*** Entries shown ***

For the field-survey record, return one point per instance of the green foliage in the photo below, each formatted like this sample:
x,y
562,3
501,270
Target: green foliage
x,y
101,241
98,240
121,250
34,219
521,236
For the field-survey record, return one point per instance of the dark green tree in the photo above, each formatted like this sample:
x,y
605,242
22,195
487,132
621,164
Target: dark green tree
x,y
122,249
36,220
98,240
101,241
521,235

***

### Task prompt:
Word for word, restate the lines above.

### Exercise solution:
For the field-survey record, return one point per instance of the green foliage in the photo below, each formatted like this sample:
x,y
562,3
501,270
Target: green foliage
x,y
101,241
98,240
121,250
34,219
521,236
For the field-survey record, return one point per instance of the dark green tree in the photo above, each formatted like this sample:
x,y
605,242
22,195
487,132
621,164
Target: dark green tree
x,y
122,249
36,220
98,240
101,241
521,235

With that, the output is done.